> **What you will do**
Reproduce the records below word for word, from their first line through the line containing "Segment every instance", including both ends and nothing more.

> **Given information**
○ ○ ○ ○ ○ ○ ○

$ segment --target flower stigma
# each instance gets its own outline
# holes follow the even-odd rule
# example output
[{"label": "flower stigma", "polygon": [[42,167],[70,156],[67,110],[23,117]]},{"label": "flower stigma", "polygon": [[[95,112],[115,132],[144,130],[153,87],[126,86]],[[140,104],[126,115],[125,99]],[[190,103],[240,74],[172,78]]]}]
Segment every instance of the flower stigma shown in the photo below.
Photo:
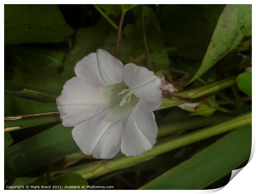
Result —
[{"label": "flower stigma", "polygon": [[121,92],[118,93],[117,96],[119,96],[123,94],[124,95],[123,96],[122,100],[120,102],[120,106],[122,106],[126,103],[129,103],[130,102],[133,93],[132,93],[131,89],[128,88],[128,89],[125,89],[122,90]]}]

○ ○ ○ ○ ○ ○ ○

> **Written response**
$ segment --target flower stigma
# each instance gets its own outline
# holes follow the even-odd rule
# example output
[{"label": "flower stigma", "polygon": [[42,167],[70,156],[67,110],[23,117]]},{"label": "flower stigma", "polygon": [[[95,112],[115,132],[144,130],[153,87],[126,86]],[[140,104],[126,115],[125,99]],[[190,103],[240,74],[172,78]]]}]
Segment every instance of the flower stigma shown in the photo below.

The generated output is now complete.